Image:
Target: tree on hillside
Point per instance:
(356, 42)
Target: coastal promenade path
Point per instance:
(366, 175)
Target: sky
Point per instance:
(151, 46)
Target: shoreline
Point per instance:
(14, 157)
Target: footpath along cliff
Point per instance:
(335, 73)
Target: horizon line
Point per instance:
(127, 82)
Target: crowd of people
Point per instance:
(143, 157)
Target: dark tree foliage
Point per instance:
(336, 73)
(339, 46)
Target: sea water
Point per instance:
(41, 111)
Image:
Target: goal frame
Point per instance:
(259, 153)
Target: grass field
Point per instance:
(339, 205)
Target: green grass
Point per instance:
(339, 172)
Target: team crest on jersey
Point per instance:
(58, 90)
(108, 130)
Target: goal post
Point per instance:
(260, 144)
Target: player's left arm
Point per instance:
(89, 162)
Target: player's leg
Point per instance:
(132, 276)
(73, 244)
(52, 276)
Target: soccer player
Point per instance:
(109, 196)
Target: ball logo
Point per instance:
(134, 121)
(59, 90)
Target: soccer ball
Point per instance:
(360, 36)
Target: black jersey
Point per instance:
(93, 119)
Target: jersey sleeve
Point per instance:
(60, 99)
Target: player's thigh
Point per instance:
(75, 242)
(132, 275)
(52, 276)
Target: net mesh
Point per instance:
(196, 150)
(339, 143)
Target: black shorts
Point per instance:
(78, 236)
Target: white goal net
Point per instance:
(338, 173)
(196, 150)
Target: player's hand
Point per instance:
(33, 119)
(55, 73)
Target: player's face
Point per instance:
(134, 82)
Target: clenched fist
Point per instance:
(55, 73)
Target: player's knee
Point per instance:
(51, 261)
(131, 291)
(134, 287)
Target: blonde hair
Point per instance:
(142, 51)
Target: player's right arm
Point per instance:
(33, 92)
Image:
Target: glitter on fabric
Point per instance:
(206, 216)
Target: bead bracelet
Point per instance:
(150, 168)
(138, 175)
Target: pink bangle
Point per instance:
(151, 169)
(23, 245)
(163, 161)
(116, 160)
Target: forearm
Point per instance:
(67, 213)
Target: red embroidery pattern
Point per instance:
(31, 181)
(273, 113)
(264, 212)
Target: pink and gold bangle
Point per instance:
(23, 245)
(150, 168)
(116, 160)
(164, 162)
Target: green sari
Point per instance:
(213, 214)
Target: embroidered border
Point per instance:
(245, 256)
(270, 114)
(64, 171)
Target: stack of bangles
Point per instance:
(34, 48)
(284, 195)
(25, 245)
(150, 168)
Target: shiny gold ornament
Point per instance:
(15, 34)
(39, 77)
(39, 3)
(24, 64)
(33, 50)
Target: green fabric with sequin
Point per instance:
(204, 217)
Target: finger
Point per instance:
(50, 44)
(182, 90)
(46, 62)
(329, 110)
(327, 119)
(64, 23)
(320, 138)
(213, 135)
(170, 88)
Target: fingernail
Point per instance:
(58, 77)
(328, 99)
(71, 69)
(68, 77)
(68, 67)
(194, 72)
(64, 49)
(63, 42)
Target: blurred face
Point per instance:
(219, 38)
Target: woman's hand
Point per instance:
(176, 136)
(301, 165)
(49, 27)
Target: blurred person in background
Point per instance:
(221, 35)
####
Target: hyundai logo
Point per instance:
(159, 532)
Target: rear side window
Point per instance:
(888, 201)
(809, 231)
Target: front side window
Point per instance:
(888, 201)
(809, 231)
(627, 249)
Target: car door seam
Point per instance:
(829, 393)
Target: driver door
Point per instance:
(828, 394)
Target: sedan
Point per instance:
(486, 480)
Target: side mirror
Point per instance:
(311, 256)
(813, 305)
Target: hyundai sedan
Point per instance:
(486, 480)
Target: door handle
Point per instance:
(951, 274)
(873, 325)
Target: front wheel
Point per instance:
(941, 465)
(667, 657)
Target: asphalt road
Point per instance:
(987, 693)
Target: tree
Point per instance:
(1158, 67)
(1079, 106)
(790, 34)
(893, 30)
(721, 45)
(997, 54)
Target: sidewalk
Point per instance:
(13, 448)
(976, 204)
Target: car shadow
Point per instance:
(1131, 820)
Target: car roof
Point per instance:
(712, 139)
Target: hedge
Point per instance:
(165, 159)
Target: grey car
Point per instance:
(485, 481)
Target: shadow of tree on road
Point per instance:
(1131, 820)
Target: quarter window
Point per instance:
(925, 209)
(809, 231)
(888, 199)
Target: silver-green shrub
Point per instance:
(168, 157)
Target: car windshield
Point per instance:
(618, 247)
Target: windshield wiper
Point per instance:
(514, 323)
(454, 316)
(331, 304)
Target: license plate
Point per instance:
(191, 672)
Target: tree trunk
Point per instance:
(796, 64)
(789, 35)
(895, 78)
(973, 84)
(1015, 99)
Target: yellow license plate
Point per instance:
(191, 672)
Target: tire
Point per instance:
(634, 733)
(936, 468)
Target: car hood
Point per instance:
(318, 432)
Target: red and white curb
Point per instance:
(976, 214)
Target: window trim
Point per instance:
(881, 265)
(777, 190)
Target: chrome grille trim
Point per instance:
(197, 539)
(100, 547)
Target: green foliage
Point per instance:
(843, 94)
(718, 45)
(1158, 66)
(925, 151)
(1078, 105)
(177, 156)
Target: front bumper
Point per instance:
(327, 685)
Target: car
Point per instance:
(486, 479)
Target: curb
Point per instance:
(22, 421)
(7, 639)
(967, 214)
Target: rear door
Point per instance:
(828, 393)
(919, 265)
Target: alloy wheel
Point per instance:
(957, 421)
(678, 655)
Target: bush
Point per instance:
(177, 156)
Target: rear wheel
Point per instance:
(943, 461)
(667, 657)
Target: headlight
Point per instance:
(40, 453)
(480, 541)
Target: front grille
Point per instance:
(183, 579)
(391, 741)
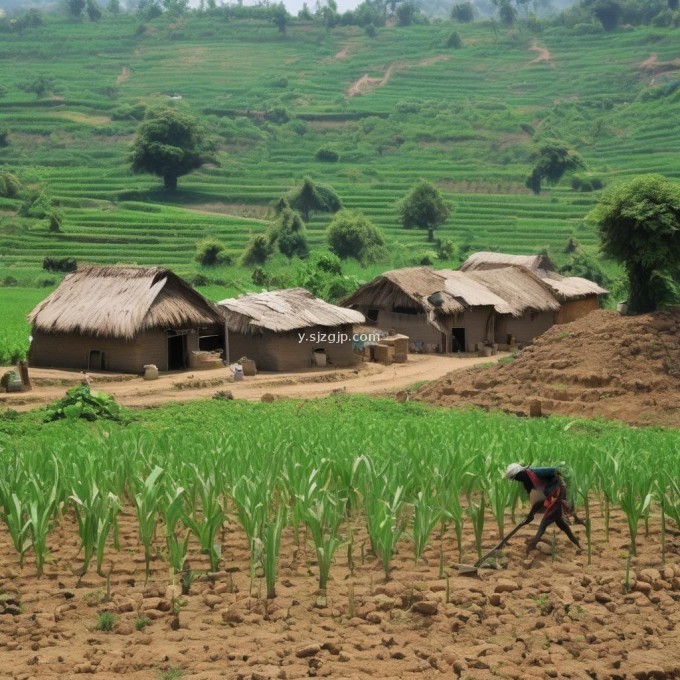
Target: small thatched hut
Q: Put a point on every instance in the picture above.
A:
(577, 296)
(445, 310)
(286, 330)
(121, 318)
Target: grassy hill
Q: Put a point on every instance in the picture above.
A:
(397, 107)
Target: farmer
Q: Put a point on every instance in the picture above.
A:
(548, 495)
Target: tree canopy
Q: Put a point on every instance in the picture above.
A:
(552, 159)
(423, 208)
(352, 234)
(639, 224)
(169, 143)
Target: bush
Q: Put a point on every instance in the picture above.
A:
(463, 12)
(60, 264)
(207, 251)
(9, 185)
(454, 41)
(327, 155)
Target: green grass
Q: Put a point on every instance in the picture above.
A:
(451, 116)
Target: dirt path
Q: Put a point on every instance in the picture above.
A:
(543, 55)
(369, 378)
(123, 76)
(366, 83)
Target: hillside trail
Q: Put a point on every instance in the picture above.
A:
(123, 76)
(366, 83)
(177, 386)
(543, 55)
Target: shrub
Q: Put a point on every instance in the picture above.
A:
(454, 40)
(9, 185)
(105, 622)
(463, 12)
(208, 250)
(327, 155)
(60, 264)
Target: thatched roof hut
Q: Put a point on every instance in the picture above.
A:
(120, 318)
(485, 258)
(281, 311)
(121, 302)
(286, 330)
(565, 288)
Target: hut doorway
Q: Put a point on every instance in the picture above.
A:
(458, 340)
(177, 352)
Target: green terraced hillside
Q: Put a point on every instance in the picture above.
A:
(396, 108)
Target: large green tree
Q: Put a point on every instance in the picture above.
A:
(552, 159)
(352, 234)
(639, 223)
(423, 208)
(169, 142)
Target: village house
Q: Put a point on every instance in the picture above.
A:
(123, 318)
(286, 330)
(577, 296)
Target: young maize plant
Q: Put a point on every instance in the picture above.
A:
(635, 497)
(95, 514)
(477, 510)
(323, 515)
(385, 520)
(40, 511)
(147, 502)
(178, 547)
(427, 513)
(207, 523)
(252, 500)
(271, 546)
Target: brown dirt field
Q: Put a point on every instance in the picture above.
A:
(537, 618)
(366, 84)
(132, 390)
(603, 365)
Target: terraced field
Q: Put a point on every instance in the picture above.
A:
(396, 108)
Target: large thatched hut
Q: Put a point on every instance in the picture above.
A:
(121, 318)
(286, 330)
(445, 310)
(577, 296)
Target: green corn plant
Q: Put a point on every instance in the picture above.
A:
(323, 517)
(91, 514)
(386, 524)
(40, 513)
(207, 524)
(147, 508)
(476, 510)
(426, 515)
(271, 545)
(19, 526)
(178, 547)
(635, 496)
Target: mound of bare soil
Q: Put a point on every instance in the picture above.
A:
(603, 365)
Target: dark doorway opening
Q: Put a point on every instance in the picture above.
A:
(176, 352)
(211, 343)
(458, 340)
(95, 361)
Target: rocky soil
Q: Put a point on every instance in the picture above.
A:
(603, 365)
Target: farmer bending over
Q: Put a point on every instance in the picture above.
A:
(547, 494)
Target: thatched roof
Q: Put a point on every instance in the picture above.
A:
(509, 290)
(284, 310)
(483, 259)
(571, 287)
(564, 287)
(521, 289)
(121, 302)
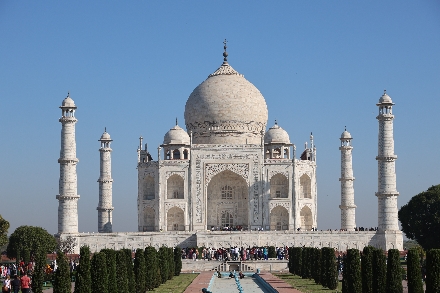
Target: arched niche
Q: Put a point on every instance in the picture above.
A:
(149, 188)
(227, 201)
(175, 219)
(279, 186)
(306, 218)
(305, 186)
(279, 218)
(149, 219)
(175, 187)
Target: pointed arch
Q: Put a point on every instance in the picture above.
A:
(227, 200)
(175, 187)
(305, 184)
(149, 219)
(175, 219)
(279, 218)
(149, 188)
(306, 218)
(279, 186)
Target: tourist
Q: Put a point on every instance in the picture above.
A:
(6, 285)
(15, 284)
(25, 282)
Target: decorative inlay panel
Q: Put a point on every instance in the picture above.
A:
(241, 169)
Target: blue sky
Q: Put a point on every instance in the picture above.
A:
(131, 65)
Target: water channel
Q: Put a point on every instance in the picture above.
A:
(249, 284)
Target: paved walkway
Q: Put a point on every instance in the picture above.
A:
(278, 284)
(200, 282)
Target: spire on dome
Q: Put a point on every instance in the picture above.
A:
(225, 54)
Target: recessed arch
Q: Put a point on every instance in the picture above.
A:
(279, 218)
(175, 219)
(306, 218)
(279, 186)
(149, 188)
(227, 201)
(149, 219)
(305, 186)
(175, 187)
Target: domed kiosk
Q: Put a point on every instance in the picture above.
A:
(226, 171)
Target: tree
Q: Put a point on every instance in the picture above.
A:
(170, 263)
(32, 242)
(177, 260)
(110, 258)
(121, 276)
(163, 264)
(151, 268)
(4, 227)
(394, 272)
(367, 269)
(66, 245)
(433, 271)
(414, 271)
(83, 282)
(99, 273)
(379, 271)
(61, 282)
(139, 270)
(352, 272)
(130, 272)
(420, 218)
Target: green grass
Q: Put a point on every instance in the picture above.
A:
####
• _TASK OBJECTIVE_: Nothing but a number is wanted here: please count the lines in the entries above that include the word "large".

• _RESULT OF THE TASK_: 2